演習問題 |
1. ポリオ番組の紹介文について、「テレビ大阪 特別番組 感染症ポリオ」から「合は、命に関わることもある。」までの部分を、「小児麻痺」を「小児まひ」に改めたうえで示してください。
2. ポリオ番組の紹介文の最後の文に続く文章を書き足してください。

抜粋本文 |

-=-=-

ワクチン投与

テレビ大阪 特別番組 感染症ポリオ 残り1%の闘い

2011年7月18日(月・祝) 午前10時30分 放送

 ポリオ、正確には急性灰白髄炎(きゅうせいかいはくずいえん)と呼ばれる病。主に5歳以下の子どもの感染が多かったことから、日本では小児麻痺の名で知られている。発症すると急速に腕や足が麻痺し、生涯にわたって体の自由を奪う病だ。最悪の場合は、命に関わることもある。
 日本では1960年におよそ6,500人が発症する大流行に見舞われたが、その後、ワクチンの定期摂取が制度化され、1980年を最後に自然感染はなくなった。1988年、WHO総会で2000年を目標に「ポリオ根絶計画」が決議された。ワクチンの普及も進み、1988年当初、125ヵ国30万人を超えていた感染者数は、2001年までに10ヵ国481人まで減少した。  しかし今尚、ポリオに苦しむ子どもたちは存在し、その根絶に向け地道な努力を続けている人たちがいる。この番組は、今年2月にWHOがインドで行ったワクチン投与活動に参加した、ある日本人の姿を追ったドキュメンタリーである。

-=-=-

演習データ |
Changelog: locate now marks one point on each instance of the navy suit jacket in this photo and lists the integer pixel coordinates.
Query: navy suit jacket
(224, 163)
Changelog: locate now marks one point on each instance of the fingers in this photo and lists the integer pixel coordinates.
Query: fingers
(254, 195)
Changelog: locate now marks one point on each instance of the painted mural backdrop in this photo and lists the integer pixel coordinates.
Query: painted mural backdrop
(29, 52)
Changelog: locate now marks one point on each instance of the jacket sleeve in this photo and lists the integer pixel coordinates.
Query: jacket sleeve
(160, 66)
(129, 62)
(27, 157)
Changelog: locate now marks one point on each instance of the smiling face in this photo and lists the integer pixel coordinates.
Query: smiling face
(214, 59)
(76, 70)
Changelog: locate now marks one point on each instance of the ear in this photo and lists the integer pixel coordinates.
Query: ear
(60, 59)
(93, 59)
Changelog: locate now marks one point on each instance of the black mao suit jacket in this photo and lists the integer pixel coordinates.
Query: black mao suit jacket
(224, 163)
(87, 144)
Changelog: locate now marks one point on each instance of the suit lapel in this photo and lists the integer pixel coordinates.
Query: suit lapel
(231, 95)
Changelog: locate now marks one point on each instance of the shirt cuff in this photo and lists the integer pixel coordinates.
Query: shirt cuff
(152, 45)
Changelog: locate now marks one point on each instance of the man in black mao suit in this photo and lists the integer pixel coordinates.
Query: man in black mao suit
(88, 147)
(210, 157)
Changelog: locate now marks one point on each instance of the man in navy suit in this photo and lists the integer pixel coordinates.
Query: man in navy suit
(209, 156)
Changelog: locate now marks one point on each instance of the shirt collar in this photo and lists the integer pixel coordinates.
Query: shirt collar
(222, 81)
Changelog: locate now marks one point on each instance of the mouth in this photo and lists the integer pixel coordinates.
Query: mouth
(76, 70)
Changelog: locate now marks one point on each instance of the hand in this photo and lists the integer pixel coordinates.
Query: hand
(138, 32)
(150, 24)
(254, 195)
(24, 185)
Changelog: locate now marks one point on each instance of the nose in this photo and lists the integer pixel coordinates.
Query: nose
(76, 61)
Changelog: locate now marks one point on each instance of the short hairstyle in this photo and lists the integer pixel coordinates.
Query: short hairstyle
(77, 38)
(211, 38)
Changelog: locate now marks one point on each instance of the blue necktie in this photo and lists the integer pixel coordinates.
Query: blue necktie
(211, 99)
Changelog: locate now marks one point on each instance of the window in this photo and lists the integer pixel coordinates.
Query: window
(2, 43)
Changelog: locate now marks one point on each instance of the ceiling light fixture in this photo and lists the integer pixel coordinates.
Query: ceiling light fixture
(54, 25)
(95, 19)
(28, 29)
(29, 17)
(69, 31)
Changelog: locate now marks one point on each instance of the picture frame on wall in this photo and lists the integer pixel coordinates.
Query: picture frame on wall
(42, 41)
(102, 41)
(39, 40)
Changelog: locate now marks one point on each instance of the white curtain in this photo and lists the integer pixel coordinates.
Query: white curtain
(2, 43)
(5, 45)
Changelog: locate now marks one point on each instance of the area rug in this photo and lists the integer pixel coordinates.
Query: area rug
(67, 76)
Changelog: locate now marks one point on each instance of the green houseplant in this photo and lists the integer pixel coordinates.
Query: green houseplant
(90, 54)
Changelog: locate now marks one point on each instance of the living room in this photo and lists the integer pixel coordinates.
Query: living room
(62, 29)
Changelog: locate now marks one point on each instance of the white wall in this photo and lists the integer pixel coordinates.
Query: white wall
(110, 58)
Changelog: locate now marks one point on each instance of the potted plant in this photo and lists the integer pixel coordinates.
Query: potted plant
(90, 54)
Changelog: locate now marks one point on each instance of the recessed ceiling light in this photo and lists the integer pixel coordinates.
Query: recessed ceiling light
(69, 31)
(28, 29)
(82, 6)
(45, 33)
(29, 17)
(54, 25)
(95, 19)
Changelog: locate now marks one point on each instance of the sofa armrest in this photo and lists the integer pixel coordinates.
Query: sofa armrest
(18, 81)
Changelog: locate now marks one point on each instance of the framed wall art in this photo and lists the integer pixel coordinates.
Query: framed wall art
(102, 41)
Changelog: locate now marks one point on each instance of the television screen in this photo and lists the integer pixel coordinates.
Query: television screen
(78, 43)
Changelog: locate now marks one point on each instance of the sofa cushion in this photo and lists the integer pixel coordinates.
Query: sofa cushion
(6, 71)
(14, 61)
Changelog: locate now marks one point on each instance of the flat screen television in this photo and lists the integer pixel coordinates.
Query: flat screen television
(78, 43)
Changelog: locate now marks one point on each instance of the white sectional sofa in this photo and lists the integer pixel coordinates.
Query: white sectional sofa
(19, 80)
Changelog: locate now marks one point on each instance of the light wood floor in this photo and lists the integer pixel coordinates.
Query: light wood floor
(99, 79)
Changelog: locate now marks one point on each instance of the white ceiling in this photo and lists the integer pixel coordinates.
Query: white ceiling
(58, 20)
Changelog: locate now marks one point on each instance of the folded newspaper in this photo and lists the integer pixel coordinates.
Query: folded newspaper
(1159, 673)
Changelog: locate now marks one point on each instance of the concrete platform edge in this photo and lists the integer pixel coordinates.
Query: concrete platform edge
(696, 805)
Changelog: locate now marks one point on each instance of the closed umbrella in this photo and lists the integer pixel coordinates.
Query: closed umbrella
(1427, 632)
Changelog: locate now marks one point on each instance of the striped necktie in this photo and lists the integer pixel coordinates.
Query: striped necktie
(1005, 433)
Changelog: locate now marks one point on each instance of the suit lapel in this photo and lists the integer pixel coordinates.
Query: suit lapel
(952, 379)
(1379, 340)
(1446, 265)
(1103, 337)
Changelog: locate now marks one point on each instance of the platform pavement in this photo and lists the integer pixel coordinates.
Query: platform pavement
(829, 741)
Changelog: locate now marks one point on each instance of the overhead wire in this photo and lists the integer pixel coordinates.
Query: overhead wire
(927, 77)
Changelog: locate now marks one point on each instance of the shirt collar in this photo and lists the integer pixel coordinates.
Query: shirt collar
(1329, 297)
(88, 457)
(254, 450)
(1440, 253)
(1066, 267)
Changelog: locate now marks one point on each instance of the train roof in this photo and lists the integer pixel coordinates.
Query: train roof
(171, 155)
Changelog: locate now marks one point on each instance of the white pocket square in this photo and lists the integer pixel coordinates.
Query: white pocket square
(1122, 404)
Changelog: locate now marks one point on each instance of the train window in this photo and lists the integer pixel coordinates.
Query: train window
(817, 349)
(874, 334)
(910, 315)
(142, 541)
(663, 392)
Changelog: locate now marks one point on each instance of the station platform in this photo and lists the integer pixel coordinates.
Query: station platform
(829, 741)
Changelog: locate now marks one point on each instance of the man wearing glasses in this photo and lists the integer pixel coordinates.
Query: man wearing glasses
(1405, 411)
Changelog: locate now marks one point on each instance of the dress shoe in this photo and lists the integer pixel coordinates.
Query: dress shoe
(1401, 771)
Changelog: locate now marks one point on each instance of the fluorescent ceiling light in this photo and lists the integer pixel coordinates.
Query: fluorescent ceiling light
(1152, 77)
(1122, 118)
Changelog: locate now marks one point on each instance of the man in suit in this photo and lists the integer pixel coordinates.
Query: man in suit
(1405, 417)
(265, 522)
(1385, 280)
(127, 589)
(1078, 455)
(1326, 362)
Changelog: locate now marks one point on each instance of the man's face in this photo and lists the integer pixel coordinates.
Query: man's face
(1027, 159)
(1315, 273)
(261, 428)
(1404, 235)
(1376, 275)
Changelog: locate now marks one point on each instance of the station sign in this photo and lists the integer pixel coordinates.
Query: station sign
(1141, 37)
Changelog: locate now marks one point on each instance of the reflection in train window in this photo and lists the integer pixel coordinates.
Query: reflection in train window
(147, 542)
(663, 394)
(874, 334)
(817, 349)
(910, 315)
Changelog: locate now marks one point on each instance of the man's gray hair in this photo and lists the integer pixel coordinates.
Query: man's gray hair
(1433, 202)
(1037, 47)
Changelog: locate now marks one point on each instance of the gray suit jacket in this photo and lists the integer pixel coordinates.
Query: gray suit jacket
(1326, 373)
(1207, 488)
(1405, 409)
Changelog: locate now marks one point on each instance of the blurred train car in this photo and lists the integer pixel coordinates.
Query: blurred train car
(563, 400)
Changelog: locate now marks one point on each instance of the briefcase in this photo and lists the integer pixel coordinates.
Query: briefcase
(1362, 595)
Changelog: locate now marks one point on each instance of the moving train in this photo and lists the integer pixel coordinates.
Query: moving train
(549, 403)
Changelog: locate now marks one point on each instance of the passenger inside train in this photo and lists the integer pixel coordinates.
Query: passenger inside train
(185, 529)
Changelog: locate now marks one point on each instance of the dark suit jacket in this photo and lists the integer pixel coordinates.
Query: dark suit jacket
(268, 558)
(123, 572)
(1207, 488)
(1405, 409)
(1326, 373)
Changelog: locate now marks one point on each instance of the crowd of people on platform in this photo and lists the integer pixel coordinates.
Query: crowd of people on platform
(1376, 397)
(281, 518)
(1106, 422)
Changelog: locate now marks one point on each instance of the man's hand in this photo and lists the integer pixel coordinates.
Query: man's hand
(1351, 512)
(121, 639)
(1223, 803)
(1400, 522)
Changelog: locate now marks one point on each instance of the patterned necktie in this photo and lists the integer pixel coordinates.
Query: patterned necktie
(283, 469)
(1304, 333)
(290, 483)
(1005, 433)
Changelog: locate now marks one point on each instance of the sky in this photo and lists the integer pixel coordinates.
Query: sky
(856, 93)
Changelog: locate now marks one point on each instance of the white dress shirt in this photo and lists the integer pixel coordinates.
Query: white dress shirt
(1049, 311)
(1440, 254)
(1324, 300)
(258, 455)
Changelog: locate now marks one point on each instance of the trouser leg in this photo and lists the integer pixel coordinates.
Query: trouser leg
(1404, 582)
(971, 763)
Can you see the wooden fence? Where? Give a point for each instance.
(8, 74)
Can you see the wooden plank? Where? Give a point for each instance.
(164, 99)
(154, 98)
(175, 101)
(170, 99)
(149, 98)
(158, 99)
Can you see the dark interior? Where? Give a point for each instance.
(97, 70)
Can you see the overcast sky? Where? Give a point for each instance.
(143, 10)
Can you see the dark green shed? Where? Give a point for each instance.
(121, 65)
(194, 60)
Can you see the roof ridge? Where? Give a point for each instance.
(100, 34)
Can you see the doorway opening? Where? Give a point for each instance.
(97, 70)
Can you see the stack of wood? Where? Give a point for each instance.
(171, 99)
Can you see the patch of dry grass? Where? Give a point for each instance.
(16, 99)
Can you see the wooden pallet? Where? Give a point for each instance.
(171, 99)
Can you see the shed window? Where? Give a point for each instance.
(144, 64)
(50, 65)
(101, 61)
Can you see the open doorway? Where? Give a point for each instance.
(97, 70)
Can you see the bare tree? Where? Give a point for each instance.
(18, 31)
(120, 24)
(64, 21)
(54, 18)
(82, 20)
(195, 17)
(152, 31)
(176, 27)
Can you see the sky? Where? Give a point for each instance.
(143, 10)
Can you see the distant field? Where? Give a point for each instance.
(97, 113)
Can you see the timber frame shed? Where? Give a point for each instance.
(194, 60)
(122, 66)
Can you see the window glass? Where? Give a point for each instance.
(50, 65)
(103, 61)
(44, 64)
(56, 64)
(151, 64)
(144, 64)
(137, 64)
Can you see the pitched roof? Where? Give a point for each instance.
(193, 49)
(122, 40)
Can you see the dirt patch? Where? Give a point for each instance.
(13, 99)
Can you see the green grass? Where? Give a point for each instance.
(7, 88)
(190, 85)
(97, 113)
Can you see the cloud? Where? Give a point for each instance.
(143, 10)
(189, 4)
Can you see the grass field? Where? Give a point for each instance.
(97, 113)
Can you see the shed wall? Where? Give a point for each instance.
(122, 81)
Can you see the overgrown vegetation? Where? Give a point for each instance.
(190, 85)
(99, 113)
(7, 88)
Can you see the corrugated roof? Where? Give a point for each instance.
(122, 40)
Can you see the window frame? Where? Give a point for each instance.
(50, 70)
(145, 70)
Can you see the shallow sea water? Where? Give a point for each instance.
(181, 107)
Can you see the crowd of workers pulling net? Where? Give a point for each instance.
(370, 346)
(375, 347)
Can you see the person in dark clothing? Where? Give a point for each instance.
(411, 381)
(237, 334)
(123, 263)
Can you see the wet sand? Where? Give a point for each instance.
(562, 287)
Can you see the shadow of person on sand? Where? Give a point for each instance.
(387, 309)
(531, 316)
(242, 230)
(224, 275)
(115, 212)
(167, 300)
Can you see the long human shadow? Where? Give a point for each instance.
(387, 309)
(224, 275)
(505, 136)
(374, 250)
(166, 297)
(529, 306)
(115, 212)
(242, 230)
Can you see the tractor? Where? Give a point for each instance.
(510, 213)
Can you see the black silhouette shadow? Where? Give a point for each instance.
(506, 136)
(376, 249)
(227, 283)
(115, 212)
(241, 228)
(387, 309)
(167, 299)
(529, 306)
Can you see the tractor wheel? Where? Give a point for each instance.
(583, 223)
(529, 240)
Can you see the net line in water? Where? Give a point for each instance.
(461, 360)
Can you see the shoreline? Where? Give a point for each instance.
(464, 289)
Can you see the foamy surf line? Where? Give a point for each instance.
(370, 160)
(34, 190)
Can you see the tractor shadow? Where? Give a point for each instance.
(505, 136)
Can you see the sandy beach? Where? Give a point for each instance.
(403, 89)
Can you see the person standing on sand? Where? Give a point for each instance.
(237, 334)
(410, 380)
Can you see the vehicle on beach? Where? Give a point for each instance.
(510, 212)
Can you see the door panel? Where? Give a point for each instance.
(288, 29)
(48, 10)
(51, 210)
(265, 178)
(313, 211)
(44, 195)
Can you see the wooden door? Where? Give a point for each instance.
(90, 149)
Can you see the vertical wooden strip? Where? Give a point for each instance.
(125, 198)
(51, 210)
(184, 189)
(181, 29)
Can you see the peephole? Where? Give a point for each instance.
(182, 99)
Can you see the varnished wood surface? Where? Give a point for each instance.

-=-=-

解答 |
1.
テレビ大阪 特別番組 感染症ポリオ 残り1%の闘い

2011年7月18日(月・祝) 午前10時30分 放送

 ポリオ、正確には急性灰白髄炎(きゅうせいかいはくずいえん)と呼ばれる病。主に5歳以下の子どもの感染が多かったことから、日本では小児まひの名で知られている。発症すると急速に腕や足が麻痺し、生涯にわたって体の自由を奪う病だ。最悪の場合は、命に関わることもある。

2.
インドでのワクチン投与活動に参加した日本人
小児科医 青森在住 今回の活動の中心人物。10年前、夫婦でインドのNIDに参加し、現地のロータリー会員とのネットワークを築き、独自の交流を続ける。現地の状況をその目で確認し、あるべき支援のかたちを模索してきた。
消化器内科医 大阪在住 貧困国で医療奉仕活動を行った経験からポリオ撲滅への関心が生まれた。これまでも寄付のための資金集めを日本で行ってきたが、現地の状況を知らないと説得力がないと感じ、今回関場氏の誘いに応じて参加することになった。
看護師 沖縄在住 ロータリー財団国際親善奨学生として、スコットランドに留学。国際保健を専攻し、ポリオ撲滅運動のあり方を研究。将来的には開発途上国で医療に関わる仕事に就きたいと考えている。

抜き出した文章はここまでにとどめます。